◆ Texte étudié:
+ + + + + + +

Présentés à la conférence sur les rétrovirus et les infections opportunistes (CROI), les résultats de l’essai français IPERGAY testant une prophylaxie pré-exposition (PrEp) à la demande ont fait la preuve du concept (1). Ce nouvel outil pourrait donc s’ajouter aux autres stratégies de prévention chez les homosexuels à haut risque de contamination rétifs aux préservatifs. Reste aux autorités de santé à débattre des problématiques de prescription, suivi et coût dans la vraie vie. Sollicitées par les associations, elles devraient examiner dans les prochains mois l’accès éventuel sous recommandation temporaire d’utilisation à cette PrEp à la demande en France.

Sur les 6 000 nouveaux contaminés chaque année par le VIH en France, 43 % sont des hommes ayant des rapports avec des hommes (gays). Comment éviter ces contaminations ? « Le préservatif reste la pierre angulaire de la prévention. Mais la prophylaxie pré-exposition (PrEp) peut apporter un outil supplémentaire », selon le Pr Jean-Michel Molina, CHU Saint-Louis, APHP et université Paris-Diderot, Paris 7.

Pour le tester, l’ANRS a mis en place en 2012, en partenariat avec l’association AIDES, une étude randomisée en double aveugle versus placebo : IPERGAY. « Cette étude s’inscrit dans une offre globale de santé sexuelle – conseils individualisés, distribution de préservatifs et de gel, dépistage du VIH tous les 2 mois, dépistage et traitement des IST, vaccination hépatite B et A et mise à disposition du traitement postexposition. Chaque participant a bénéficié d’un accompagnateur issu de la communauté », souligne le Pr Molina.

+ + + + + + +

◆ Consigne: Reproduisez mot pour mot le passage du texte sur l'essai IPERGAY qui va de « Sur les 6 000 nouveaux » jusqu'à « université Paris-Diderot, Paris 7. » inclus.

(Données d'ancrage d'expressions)
+ + + + + + +

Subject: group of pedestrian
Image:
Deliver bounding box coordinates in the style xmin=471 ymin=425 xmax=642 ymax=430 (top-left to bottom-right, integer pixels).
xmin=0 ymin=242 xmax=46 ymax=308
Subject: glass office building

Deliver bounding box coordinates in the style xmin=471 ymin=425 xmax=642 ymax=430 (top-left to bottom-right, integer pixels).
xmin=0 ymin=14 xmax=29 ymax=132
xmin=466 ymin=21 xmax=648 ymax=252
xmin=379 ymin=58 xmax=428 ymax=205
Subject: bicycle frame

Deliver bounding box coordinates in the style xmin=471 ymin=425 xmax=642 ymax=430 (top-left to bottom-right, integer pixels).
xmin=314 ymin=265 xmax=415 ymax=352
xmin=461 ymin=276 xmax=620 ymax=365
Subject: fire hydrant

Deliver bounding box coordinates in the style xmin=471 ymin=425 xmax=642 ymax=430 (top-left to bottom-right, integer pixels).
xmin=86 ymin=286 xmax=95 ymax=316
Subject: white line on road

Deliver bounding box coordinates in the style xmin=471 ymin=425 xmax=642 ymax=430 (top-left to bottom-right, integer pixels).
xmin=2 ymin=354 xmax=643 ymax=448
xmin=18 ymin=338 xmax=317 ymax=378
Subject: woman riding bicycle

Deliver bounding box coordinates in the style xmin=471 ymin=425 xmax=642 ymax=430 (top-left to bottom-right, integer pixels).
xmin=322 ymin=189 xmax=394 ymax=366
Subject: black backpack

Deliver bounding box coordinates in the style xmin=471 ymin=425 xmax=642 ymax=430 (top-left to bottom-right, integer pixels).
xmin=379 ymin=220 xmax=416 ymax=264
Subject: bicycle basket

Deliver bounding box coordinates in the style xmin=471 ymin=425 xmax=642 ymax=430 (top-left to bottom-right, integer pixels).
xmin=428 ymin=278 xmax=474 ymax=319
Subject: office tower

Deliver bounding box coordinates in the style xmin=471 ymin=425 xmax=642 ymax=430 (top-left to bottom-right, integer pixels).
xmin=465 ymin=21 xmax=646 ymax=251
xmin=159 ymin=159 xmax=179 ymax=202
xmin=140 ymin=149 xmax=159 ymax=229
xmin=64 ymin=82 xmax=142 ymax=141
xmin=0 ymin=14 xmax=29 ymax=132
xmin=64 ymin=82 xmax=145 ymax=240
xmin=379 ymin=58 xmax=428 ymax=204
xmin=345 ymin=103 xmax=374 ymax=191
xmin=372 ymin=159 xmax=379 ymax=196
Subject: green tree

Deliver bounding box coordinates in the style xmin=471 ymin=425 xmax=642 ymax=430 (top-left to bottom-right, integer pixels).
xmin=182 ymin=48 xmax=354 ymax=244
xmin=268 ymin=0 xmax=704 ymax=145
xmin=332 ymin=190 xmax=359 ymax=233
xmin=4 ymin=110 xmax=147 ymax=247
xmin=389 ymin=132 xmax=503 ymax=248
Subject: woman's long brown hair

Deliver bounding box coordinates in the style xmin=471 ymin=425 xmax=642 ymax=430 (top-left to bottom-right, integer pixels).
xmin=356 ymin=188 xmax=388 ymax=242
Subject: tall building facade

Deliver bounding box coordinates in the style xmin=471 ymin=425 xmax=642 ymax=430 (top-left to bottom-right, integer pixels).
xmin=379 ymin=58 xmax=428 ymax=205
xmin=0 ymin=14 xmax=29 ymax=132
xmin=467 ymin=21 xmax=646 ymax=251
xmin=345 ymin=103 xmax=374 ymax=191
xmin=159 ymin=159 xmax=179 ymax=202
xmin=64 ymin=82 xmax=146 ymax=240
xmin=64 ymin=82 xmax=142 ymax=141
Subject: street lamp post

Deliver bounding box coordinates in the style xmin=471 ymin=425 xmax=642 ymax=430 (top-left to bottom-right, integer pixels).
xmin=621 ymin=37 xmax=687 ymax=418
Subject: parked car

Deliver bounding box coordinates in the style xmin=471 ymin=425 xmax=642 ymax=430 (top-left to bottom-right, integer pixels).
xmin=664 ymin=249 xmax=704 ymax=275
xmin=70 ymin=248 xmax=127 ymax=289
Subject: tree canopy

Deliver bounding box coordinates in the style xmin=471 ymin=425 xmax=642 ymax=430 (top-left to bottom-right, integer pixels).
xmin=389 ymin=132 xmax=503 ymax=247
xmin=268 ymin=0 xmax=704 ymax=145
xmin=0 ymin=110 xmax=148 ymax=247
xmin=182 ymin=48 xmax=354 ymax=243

+ + + + + + +

◆ Réponse:
Sur les 6 000 nouveaux contaminés chaque année par le VIH en France, 43 % sont des hommes ayant des rapports avec des hommes (gays). Comment éviter ces contaminations ? « Le préservatif reste la pierre angulaire de la prévention. Mais la prophylaxie pré-exposition (PrEp) peut apporter un outil supplémentaire », selon le Pr Jean-Michel Molina, CHU Saint-Louis, APHP et université Paris-Diderot, Paris 7.